# Als Anfänger auf Barsch?



## kepper (20. April 2016)

Hallo liebe Anglergemeinde,

ich bin zur Zeit dabei meinen Angelschein zu machen und schaue nebenbei schon nach Ausrüstung, damit es auch direkt mit dem Schein losgehen kann. 
Kurz zu mir: Ich bin totaler Anfänger und werde mir eine Karte vom Karlsruher Angelverein kaufen. Sollte zufällig jemand aus der Nähe Lust haben, mir ein paar Basics beizubringen wäre das super. Das Bierchen danach geht dann natürlich auf mich :m. (Währendessen scheint wohl verpöhnt zu sein?)

Mein Plan war, gemütlich mit der Pose anzufangen ohne konkreten Zielfisch, damit ich mich erstmal mit dem Material anfreunden kann und ein paar Erfolgserlebnisse habe . Irgendwann später würde ich dann gerne auf Barsche angeln, da ich diese Fische sehr schön finde und man sie "notfalls" auch mal essen könnte . Auch sollen sie wohl recht einfach zu fangen sein...? 

Naja und jetzt natürlich die obligatorische Frage: Welches Equipment brauche ich? Reicht eine Posenangel erstmal aus oder geht Barsch nur mit Spinnangeln? Zielgewässer sind erstmal nur die Seen und ruhige Altrheinarme/Alb. Der Rhein reizt mich nicht. 

Natürlich freue ich mich auch über alle anderen Tips und Ratschläge für einen Anfänger #6

Danke im Vorraus!


----------



## mittellandchannel (20. April 2016)

*AW: Als Anfänger auf Barsch?*

Ich bin schon einen Schritt weiter als du. Habe neulich meine Prüfung bestanden, bin Mitglied im Verein und habe schon einige Gewässer hier beangelt.

Die Wassertemperaturen steigen ja gerade, somit auch die Beißlaune der Fische.
Barsche sind gerade im Laichgeschäft und man findet so wohl schwerer. 

Bis auf eine Forelle konnte ich noch keinen Fisch überlisten... -.-

Als Ausrüstung würde ich mir 2 Angeln zulegen. 


Eine Rute zum Posen bzw Grundangeln
eine Spinnrute

Meine Spinnrute hat z.B. ein Wurfgewicht von 10-40 g, wobei ich mittlerweile eher dazu tendiere, eine noch leichtere mir zuzulegen. Meine Wobbler für Barsch und Forelle wiegen einfach so wenig....

» BEREITGESTELLTE ANGABEN

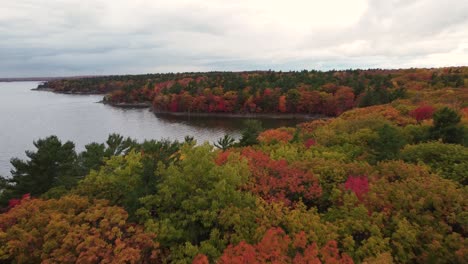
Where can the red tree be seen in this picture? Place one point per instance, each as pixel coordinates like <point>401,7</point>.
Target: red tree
<point>423,112</point>
<point>276,180</point>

» DIE AUFGABE
Setze die Forumsdiskussion über das Barschangeln als Anfänger im Anschluss an ihren letzten Satz fort.

» ENDERGEBNIS
Zu dem habe ich eine Forellenrute. Das aktive Sbirolino angeln macht nämlich echt Laune! Mit der Rute kann ich trotzdem auf Grund und mit Posen angeln 

Vermutlich kommt die Tage noch eine Feederrute hinzu, um mit Futterkörben zu  angeln.


----------



## Hänger06 (20. April 2016)

*AW: Als Anfänger auf Barsch?*

Hallo und herzlich willkommen im Bord.

Wie schon erwähnt eine Rute mit ca. 3,30cm und ca 30-40gr Wurfgewicht zum Posen7grundangeln.

eine Spinnangel ca 2,00m mit ca 20-25gr Wurfgewicht 

2 Rollen mit 2000-2500er Spulengröße. Kescher, Messer Maßband, Zange, Tasche oder Rucksack,evtl. Rutentasche , Boxen ect. .

Solltest du bis zum 30.04. deine Prüfung bestanden haben, schau mal bei Askari vorbei die bieten eine tolle Rabattaktion an so wie ein 15€ Gutschein zur bestandener Prüfung.

Und bei Youtube findest du ganz tolle Vids zu allen Temen des angelns.

Gruß


----------



## Wurmi (20. April 2016)

Wenn es ersteinmal bei einer Rute bleiben soll, würde ich eher zu einer Spinnrute tendieren. Je nach Gewässer sollte das Posenangeln damit keine Probleme machen.


----------



## Andal (20. April 2016)

*AW: Als Anfänger auf Barsch?*



Wurmi schrieb:


> Wenn es ersteinmal bei einer Rute bleiben soll, würde ich eher zu einer Spinnrute tendieren. Je nach Gewässer sollte das Posenangeln damit keine Probleme machen.



Wenn sie 270 cm hat, dann gehts das so, aber mit einer modernen Barsch-Spinnrute möchte ich nicht Posenangeln müssen.


----------



## thanatos (21. April 2016)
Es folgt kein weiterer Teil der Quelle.